**Excerpted text**

# # # # # # #

Life is not always easy, sometimes you just have to manage with what you have. To work with limited resources is one of the skills you acquire once you are a primary care physician and particularly in Africa.
This is also true concerning point-of-care ultrasound (POCUS); it is possible to do more with less. If you really understand how it works, you can find new ways to use your tools to get the correct diagnosis.
Now, I want to share with you the case of a 53-year-old male patient whose major complaint was joint pains, particularly in the left wrist and knee. Upon physical examination, the joints were warm, swollen, and painful. I hypothesized that the diagnosis was a primary gout episode but in my health facility I don’t have a uric acid test that I would ordinarily use for confirmation of the diagnosis. I then performed a POCUS examination to confirm the diagnosis by looking for the double contour cartilage line, which is a sign of gout in joints due to uric acid deposit at the surface of bone cartilage. I didn’t have a linear high-frequency probe, so I used an endocavitary probe just as you can see in the pictures.
POCUS can greatly increase healthcare in low-income countries. Usually, the healthcare gap between upper-income and low-income countries is huge but, with POCUS, the same technics can be applied to both, with the same results, if ultrasound devices are available.
However, the problem remains that there is a lack of healthcare professionals who are skilled enough to use it and teach others. The problem is no longer an absence of devices but is now due to an absence of knowledge of how to use them.
Fortunately, due to COVID-19 lockdowns, we know almost everything that can be taught online. Therefore, it is time for us to think about establishing a new way to teach, learn, and practice ultrasound. Many ultrasound societies, such as the AIUM, ISUOG, and EDE, have started to share free POCUS education on their websites. Free online courses should be encouraged since they will lead us to the democratization of ultrasound, particularly in low-resource settings.
Yannick Ndefo, MD, is a general practitioner at St Thomas hospital in Douala, Cameroon.

# # # # # # #

**Entries provided**
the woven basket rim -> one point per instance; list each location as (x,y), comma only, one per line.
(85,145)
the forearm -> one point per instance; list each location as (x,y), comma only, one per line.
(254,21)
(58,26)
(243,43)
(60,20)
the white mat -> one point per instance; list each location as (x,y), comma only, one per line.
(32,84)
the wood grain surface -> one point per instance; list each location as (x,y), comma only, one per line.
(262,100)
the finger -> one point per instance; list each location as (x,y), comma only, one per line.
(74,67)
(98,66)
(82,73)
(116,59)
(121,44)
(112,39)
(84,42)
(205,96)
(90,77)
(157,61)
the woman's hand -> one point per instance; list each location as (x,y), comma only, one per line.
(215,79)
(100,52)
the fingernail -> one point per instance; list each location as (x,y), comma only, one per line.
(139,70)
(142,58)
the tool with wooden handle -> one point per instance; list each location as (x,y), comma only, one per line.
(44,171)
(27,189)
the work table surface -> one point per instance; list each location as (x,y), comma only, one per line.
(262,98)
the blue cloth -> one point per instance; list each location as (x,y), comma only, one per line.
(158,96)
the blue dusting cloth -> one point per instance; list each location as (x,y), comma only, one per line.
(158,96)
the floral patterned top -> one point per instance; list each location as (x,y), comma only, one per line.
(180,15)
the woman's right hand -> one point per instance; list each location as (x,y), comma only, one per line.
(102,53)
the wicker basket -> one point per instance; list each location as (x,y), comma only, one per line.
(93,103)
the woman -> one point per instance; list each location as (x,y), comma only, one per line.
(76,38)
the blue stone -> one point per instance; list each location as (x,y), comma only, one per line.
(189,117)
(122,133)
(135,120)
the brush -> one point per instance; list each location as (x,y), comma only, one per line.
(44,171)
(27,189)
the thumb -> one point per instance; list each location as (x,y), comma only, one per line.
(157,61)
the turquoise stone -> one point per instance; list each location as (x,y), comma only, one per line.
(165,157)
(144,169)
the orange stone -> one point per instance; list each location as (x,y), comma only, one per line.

# # # # # # #

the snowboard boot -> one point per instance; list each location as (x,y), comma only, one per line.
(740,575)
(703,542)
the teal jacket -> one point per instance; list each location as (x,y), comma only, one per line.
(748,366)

# # # # # # #

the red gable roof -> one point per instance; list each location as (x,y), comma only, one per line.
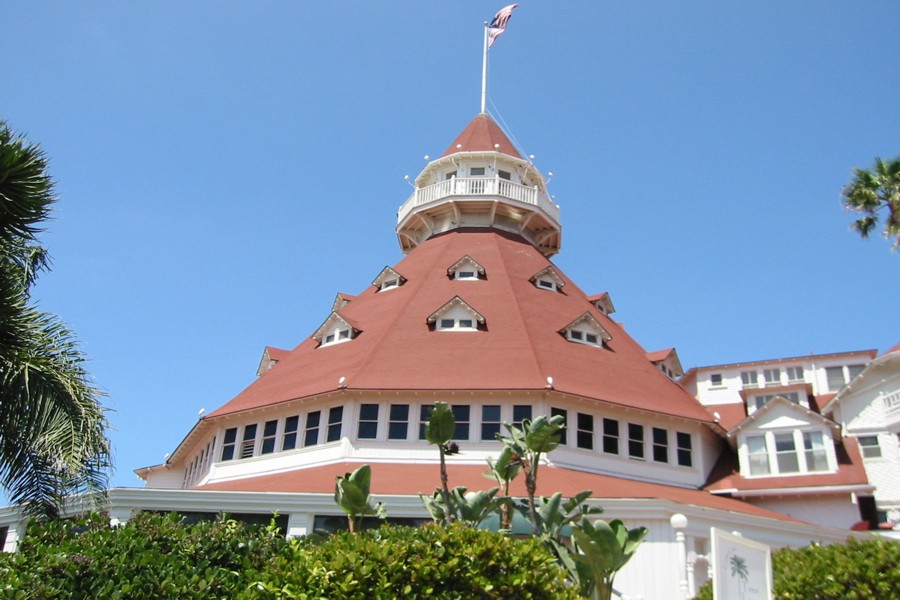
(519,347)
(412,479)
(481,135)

# # # # # # #

**Task requirements**
A. Rewrite the POCUS article from the words "Life is not" through "the correct diagnosis.", putting "general practitioner" in place of "primary care physician".
B. In the POCUS article, which probe did the physician use in place of a linear high-frequency probe?
C. According to the POCUS article, why did the physician perform a POCUS examination on the 53-year-old patient?

**Results in order**
A.
Life is not always easy, sometimes you just have to manage with what you have. To work with limited resources is one of the skills you acquire once you are a general practitioner and particularly in Africa.
This is also true concerning point-of-care ultrasound (POCUS); it is possible to do more with less. If you really understand how it works, you can find new ways to use your tools to get the correct diagnosis.

B. An endocavitary probe.

C. The physician suspected a primary gout episode but had no uric acid test at the health facility to confirm it. POCUS was used instead to look for the double contour cartilage line, a sign of gout caused by uric acid deposits on the surface of bone cartilage.